:: SUPPLIED RECORDS

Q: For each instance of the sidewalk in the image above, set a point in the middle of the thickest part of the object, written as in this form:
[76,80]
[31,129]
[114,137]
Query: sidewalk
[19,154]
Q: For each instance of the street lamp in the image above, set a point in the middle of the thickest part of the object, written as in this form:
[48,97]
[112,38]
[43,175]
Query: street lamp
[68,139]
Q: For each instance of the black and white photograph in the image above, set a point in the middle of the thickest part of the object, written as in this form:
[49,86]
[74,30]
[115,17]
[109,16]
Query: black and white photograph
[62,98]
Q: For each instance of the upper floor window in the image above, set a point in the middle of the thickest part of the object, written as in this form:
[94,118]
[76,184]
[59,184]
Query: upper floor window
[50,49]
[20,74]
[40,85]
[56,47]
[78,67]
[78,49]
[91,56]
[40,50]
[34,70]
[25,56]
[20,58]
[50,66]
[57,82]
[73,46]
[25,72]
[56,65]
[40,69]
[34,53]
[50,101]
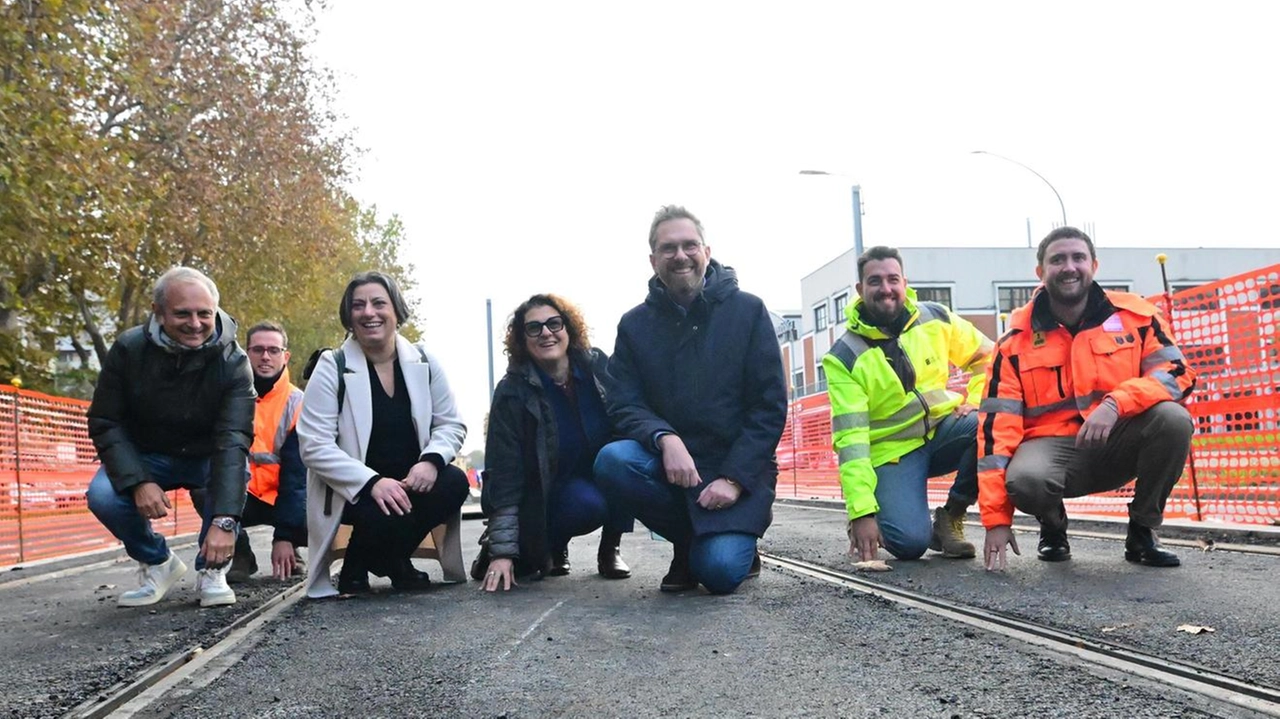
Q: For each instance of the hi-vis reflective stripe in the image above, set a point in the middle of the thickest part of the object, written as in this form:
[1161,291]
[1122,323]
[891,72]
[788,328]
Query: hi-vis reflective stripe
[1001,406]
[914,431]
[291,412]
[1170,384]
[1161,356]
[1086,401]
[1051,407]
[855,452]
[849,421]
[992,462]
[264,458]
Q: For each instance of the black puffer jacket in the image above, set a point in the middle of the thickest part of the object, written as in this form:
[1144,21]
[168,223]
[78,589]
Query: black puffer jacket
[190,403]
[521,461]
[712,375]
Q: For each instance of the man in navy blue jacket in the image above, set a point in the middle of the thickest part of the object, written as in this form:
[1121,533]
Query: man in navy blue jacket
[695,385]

::::
:: SUPPLIED RECORDS

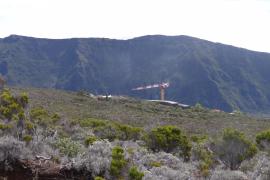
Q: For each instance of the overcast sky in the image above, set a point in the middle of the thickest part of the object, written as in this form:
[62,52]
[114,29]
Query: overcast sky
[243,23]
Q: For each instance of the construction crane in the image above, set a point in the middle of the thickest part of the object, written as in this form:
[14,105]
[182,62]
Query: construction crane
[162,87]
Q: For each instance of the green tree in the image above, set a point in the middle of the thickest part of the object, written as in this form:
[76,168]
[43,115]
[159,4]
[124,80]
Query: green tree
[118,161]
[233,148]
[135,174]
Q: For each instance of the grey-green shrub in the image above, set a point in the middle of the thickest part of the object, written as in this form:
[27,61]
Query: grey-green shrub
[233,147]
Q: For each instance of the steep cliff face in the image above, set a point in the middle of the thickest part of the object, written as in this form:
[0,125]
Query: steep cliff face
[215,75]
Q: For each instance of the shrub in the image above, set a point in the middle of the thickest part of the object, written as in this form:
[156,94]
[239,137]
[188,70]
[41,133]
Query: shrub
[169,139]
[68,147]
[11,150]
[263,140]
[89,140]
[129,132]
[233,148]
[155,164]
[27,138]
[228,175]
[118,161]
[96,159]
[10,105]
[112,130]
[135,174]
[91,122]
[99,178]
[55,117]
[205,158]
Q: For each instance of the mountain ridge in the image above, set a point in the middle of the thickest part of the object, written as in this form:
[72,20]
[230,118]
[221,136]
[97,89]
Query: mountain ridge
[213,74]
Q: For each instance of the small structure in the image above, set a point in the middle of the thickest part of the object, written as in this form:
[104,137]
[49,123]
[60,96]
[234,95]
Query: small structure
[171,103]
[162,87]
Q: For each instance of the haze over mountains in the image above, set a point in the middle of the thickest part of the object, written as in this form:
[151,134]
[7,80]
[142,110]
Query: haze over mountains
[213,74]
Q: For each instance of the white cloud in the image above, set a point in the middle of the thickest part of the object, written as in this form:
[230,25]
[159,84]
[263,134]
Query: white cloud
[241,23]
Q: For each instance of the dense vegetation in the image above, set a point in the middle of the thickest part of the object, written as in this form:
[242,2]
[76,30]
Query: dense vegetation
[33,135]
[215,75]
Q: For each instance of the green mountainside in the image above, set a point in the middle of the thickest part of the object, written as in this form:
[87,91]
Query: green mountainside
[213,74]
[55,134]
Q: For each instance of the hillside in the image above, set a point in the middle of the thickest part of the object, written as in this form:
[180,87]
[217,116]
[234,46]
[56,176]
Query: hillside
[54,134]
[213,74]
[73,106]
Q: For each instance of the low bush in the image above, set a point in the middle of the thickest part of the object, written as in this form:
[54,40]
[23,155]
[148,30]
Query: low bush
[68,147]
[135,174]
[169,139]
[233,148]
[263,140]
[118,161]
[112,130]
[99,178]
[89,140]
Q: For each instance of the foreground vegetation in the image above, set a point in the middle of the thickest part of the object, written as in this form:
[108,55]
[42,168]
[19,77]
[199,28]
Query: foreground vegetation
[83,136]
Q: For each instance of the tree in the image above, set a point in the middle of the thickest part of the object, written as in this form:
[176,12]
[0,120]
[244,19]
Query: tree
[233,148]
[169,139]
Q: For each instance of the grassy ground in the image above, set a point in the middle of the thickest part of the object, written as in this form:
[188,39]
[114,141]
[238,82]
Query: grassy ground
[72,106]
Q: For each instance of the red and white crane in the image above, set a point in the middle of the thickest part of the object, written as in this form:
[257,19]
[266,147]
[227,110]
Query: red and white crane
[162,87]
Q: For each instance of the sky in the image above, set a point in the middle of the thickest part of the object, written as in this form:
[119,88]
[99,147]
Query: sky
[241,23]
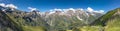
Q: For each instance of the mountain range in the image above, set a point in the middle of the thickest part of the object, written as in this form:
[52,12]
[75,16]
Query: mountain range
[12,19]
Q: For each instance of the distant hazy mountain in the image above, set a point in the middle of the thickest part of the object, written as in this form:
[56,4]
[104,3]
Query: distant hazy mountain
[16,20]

::::

▸ WHAT YOU WILL DO:
Your answer must be the lines above from the one containing "Query: white cloud" to the one containing "Q: For each instance of the hillside", both included, restated word for word.

▸ WRITTEN SOLUTION:
Query: white cloud
[241,23]
Q: For each instance of the dense vegetation in the image above, set a point in the middle of the thickest part of the object, written as in this form:
[242,2]
[76,30]
Query: dense vegetation
[33,135]
[215,75]
Q: For each instance of the green mountainside in the image above, set a point in the middle of the thickest part of the object, written as in this form:
[87,91]
Query: green mountainside
[213,74]
[55,134]
Q: For each instance of the hillside in the image above, set a point in the middle of the thickest part of the object, written as in this form:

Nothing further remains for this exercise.